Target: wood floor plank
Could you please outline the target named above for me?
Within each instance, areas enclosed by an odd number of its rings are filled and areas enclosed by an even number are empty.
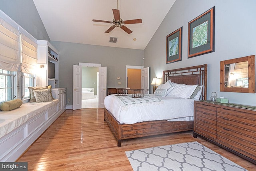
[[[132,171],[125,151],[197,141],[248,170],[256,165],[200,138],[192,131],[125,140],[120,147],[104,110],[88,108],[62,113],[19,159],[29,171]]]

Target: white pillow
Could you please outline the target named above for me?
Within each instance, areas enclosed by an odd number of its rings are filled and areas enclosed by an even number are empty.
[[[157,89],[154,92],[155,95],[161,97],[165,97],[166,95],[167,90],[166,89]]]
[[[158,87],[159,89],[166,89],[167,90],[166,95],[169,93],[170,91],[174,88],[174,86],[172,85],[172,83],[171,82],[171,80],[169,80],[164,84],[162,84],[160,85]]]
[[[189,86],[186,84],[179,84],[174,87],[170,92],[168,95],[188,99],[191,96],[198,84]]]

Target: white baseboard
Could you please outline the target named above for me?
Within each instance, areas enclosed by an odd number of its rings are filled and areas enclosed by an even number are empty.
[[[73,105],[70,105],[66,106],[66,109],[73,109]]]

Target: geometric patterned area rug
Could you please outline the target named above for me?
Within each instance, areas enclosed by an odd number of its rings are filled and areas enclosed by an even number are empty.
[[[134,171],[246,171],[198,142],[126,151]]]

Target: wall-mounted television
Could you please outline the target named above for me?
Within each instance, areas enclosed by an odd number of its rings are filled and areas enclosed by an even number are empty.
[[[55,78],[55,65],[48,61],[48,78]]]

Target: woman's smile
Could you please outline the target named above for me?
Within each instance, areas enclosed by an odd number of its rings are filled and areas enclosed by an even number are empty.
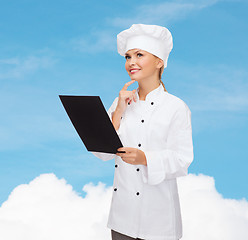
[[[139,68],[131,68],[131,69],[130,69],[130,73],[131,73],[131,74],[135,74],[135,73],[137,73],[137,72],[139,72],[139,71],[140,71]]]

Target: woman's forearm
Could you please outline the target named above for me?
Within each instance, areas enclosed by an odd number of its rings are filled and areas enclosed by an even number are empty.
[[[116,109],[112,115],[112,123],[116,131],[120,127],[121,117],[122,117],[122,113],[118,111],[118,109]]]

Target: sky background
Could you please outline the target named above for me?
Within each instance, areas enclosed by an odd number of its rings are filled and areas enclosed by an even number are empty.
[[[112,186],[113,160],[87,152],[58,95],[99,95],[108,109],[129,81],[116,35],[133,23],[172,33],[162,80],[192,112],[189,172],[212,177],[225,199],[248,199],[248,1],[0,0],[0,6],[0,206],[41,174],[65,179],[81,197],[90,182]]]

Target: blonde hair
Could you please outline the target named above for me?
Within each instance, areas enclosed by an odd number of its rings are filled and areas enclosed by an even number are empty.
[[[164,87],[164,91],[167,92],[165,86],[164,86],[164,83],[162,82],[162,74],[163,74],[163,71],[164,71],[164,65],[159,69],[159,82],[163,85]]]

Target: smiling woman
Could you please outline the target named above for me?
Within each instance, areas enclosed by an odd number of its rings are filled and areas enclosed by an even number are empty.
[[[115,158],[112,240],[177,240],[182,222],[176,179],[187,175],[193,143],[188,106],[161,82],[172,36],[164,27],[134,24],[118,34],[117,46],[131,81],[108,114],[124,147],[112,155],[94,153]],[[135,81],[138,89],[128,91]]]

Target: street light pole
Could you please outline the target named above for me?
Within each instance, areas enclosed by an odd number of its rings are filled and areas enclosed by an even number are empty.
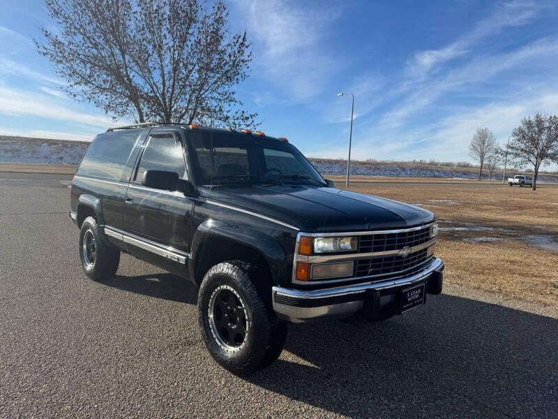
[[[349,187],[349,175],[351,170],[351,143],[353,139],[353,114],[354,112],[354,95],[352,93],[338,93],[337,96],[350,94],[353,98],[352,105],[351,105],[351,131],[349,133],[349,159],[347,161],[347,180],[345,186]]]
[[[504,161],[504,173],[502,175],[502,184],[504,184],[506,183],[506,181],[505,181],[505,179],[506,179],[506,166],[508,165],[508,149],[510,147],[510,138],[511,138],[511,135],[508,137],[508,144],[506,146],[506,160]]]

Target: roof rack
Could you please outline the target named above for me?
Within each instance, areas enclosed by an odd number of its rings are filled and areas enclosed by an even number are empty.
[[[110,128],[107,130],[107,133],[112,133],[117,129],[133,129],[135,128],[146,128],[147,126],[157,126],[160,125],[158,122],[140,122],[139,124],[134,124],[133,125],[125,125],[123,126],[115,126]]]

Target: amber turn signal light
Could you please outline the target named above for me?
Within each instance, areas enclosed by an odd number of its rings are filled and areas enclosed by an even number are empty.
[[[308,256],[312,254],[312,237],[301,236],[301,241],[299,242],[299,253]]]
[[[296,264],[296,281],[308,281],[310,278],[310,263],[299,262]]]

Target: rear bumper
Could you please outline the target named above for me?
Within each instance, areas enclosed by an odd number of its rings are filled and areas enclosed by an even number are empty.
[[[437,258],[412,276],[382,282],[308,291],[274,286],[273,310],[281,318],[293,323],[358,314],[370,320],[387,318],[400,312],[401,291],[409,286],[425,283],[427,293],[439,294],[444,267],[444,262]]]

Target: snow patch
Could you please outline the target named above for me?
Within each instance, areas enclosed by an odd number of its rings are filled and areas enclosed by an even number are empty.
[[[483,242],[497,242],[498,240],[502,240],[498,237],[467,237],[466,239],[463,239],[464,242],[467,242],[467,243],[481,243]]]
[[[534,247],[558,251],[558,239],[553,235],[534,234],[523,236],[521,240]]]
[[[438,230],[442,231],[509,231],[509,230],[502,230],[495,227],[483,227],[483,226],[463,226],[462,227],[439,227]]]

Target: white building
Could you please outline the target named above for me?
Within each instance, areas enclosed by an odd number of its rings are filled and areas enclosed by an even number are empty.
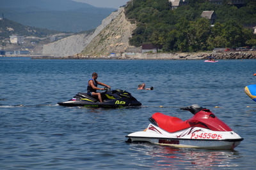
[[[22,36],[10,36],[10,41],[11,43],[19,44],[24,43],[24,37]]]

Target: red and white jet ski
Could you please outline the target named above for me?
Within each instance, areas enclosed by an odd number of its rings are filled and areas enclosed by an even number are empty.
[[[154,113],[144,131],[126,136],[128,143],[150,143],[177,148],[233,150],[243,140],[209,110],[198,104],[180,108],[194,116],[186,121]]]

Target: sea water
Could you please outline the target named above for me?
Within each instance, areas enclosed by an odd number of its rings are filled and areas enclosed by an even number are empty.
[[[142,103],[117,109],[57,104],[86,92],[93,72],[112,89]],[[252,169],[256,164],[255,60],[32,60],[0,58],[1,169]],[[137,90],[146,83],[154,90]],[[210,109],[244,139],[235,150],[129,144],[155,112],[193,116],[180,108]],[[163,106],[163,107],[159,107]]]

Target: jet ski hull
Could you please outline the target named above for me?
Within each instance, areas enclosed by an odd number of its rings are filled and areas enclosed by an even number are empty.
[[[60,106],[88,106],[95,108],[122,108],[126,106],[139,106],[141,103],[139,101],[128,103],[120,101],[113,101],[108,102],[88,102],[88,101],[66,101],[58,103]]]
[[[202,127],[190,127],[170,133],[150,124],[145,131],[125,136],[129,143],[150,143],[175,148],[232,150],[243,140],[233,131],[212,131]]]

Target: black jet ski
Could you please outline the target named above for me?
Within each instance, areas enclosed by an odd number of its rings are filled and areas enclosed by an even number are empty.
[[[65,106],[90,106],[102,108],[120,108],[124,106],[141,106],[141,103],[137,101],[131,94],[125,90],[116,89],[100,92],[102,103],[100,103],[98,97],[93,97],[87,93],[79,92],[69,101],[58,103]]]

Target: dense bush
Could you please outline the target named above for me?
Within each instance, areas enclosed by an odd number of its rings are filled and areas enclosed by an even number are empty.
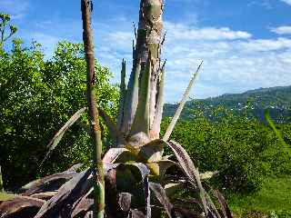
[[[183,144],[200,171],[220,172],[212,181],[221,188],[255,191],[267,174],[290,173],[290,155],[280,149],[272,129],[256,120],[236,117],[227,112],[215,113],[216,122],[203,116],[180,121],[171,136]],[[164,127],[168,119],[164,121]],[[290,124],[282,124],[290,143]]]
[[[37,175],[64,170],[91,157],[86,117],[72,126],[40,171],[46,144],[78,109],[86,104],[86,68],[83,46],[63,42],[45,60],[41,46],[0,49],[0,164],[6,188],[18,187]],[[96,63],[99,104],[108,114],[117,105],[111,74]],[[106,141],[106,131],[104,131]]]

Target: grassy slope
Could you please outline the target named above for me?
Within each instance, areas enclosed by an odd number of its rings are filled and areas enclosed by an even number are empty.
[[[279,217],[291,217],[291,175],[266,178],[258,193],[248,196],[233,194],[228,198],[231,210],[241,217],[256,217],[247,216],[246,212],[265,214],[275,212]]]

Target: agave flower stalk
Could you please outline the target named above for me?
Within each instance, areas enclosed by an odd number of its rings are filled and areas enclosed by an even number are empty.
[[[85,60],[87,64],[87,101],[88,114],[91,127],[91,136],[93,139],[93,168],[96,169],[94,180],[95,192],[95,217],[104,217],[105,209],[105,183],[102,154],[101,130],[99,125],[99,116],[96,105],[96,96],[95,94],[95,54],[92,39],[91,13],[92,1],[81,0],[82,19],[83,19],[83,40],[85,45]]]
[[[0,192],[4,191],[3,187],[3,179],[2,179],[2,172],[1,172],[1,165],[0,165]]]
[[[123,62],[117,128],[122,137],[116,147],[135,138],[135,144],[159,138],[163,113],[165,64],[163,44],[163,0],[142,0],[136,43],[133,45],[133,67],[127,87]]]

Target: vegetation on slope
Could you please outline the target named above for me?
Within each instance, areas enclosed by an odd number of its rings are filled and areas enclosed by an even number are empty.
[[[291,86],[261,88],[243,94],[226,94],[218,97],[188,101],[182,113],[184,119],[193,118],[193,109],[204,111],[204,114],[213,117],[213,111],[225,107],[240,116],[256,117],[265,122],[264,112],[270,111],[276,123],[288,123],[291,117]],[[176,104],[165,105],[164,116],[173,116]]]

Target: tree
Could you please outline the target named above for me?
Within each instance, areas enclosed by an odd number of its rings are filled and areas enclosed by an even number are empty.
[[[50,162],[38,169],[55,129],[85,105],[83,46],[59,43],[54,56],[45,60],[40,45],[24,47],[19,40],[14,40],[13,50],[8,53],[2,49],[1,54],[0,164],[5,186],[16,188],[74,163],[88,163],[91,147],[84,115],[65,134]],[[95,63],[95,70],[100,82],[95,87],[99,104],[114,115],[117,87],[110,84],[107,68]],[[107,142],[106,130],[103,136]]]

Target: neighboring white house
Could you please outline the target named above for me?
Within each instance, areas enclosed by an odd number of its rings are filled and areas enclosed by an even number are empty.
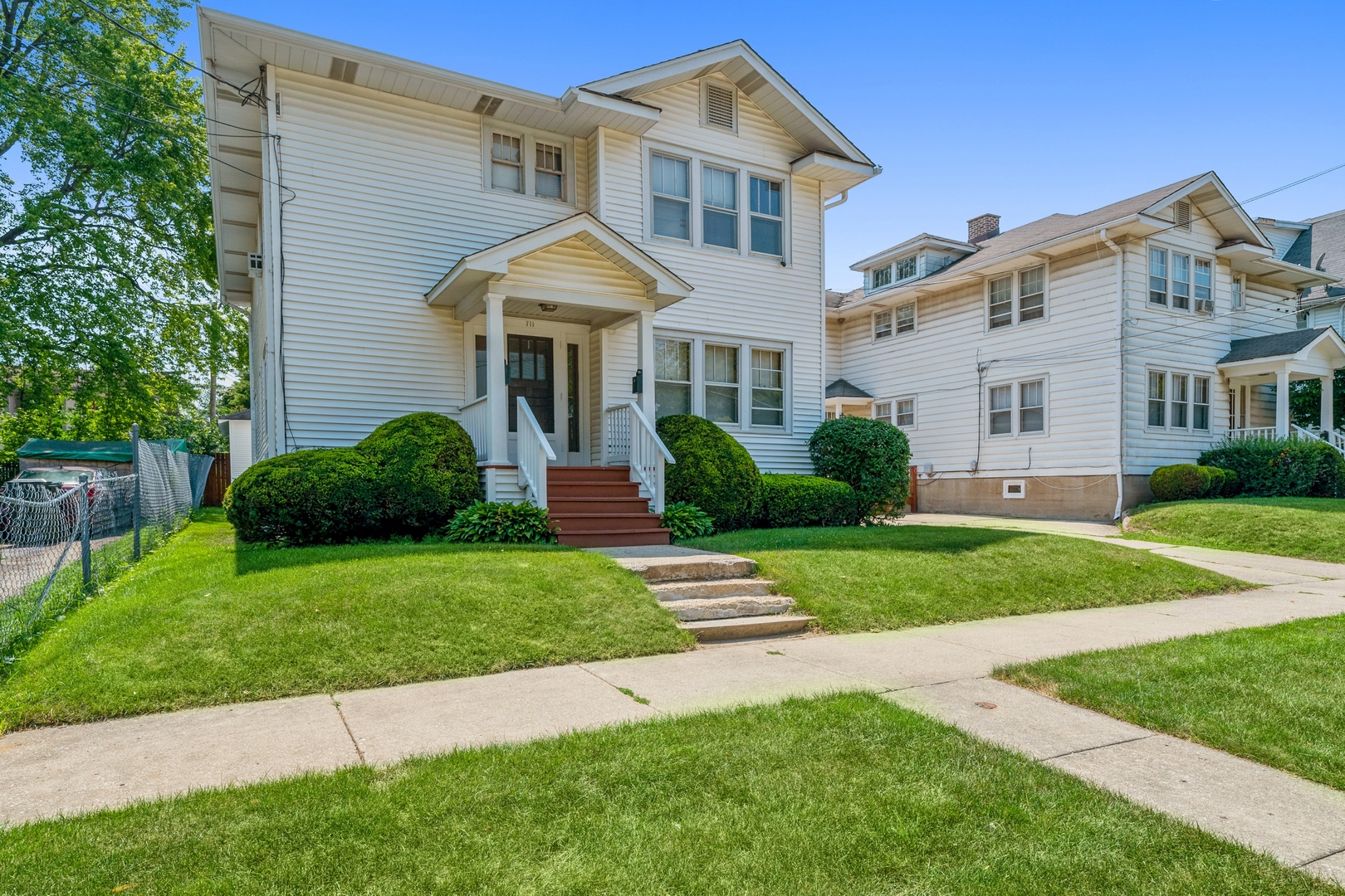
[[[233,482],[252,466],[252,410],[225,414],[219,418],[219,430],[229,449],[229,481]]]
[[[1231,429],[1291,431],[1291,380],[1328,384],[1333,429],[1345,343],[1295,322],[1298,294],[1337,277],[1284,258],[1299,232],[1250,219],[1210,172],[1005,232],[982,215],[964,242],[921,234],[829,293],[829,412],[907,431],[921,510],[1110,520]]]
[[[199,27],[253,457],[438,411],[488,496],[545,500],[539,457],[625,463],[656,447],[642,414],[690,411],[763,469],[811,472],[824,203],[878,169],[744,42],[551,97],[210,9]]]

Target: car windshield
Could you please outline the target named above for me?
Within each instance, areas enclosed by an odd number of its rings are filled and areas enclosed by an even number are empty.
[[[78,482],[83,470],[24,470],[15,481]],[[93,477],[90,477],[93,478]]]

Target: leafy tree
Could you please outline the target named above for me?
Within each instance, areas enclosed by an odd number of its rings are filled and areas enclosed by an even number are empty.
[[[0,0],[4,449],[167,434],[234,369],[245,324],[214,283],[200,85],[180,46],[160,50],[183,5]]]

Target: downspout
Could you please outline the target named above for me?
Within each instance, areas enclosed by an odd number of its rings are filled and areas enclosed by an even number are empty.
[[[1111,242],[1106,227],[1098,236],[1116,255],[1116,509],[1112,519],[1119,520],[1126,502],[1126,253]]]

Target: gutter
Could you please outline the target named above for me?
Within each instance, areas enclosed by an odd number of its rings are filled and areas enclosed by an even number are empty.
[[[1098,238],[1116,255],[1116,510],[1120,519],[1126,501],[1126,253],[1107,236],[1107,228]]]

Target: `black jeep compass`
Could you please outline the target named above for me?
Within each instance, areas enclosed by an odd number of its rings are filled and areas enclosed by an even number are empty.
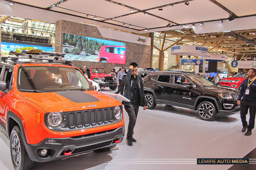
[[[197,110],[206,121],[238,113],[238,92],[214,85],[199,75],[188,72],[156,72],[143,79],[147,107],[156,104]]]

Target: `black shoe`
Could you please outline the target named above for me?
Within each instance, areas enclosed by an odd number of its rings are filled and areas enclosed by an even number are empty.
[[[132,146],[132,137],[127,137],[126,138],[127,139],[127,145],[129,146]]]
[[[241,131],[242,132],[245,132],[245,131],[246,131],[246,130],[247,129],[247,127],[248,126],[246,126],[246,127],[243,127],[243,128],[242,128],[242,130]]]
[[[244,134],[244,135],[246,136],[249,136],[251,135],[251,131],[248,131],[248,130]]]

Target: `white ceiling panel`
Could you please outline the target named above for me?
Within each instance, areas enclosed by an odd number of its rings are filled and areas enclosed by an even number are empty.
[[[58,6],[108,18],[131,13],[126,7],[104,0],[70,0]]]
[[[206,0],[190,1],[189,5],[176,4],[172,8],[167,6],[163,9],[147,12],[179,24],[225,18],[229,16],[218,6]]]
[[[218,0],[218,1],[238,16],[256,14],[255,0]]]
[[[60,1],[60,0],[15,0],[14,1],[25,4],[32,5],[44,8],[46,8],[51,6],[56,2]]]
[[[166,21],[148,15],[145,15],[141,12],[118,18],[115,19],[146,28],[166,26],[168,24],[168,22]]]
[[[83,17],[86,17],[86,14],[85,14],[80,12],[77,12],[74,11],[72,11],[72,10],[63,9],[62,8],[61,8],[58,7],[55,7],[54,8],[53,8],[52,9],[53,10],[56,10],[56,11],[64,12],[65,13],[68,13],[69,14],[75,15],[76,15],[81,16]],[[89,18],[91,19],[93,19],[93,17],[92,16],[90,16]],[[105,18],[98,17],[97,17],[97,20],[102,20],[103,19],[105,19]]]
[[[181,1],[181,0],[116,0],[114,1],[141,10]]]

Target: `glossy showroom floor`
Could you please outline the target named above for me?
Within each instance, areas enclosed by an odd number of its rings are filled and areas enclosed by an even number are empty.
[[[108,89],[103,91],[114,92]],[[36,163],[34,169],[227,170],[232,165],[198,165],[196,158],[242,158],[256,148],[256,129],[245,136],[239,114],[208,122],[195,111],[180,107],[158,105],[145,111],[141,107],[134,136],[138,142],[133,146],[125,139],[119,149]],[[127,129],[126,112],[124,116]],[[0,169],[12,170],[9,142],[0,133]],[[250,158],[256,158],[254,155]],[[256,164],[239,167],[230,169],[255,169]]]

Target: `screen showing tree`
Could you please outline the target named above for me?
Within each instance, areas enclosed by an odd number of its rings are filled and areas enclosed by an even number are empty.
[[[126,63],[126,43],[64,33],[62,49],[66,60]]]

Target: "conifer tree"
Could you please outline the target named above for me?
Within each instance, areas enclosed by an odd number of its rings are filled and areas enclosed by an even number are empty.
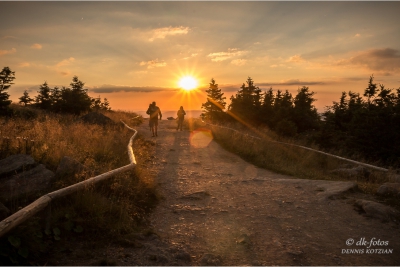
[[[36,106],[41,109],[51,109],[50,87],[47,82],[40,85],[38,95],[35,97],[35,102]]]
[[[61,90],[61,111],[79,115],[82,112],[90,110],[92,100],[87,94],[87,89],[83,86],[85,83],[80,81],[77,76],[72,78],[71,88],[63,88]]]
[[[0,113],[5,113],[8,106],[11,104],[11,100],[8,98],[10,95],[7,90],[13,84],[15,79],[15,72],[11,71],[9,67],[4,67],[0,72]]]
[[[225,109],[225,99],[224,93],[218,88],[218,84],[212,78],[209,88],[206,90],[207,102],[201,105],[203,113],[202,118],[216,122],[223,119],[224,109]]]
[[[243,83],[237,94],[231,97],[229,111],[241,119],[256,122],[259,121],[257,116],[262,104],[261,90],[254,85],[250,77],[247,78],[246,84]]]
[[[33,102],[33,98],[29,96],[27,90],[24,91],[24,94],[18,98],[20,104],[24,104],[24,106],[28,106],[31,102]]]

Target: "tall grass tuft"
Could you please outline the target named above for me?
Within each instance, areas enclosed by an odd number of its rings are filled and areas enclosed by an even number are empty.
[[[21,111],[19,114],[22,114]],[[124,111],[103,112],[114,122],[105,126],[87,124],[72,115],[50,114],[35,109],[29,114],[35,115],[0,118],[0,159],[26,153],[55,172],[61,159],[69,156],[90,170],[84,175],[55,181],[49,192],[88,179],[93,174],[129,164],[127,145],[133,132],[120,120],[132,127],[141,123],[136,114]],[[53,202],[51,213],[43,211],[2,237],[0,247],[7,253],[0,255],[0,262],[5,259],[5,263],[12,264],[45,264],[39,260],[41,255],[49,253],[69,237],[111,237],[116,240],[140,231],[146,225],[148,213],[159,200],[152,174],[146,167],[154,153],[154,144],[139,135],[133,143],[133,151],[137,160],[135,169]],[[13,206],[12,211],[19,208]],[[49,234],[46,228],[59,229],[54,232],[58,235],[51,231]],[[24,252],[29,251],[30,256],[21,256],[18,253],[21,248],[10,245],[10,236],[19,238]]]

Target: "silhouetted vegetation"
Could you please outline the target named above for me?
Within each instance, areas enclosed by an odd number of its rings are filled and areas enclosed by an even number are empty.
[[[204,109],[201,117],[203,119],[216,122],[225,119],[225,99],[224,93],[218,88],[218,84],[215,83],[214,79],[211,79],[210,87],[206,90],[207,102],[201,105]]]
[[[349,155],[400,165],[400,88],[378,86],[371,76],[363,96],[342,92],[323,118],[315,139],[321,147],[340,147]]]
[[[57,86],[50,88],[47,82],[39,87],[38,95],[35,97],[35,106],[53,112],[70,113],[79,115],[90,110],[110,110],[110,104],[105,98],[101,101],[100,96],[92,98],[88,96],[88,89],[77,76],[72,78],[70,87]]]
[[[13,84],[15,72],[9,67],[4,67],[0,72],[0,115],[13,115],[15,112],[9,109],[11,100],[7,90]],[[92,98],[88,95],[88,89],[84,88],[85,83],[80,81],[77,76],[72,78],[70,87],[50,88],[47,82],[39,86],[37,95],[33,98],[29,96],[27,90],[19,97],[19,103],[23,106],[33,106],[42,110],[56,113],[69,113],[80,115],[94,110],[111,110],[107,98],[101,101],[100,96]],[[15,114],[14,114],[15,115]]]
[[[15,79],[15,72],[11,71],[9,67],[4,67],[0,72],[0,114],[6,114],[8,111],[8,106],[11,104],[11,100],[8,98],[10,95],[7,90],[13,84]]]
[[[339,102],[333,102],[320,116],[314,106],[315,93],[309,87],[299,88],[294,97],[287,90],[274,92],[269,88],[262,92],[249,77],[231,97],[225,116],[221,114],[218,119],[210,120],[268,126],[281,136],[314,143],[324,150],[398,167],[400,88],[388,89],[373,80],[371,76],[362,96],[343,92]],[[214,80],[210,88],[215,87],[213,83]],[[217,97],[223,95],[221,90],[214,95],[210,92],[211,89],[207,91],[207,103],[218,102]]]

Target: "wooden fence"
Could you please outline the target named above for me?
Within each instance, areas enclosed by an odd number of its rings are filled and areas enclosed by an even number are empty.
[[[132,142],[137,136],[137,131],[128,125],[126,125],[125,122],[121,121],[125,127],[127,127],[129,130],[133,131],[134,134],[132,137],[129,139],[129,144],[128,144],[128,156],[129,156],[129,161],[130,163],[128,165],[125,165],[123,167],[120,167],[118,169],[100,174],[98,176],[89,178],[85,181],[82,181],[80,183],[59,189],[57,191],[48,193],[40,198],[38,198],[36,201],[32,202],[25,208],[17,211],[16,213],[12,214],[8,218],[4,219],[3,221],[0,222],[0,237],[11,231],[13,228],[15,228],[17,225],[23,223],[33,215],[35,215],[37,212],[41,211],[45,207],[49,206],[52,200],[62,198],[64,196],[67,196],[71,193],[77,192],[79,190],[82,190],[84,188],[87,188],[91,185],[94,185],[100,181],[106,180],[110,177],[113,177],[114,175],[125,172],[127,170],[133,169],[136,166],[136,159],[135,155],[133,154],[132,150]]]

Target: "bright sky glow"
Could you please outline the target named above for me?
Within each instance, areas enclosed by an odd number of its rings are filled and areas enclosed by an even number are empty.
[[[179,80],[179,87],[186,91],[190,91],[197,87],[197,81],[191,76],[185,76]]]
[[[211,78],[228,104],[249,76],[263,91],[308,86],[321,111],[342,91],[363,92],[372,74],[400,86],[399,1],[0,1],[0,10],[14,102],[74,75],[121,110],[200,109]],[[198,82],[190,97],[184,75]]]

--*--

Written instruction.
Render the entries starting at the line containing "Target: white baseboard" and continuing through the line containing "[[[55,78],[55,65],[48,61],[48,78]]]" as a Markdown table with the columns Row and Line. Number each row and skip blank lines.

Result for this exercise.
| Row | Line |
|---|---|
| 1 | Target: white baseboard |
| 2 | Could you please outline the target named above for me? |
| 3 | Within each instance, areas enclosed by an odd number of its rings are filled and areas enclosed by an even number are empty. |
| 4 | [[[73,105],[70,105],[66,106],[66,109],[73,109]]] |
| 5 | Target: geometric patterned area rug |
| 6 | Could you please outline the target named above for me? |
| 7 | Within each instance, areas enclosed by an odd number of its rings are filled and areas enclosed by an even number are empty. |
| 8 | [[[134,171],[246,171],[198,142],[126,151]]] |
| 9 | Target: wall-mounted television |
| 10 | Could you please outline the target named above for me? |
| 11 | Within each instance, areas enclosed by an odd number of its rings are filled and areas enclosed by an even number are empty. |
| 12 | [[[55,78],[55,65],[48,61],[48,78]]] |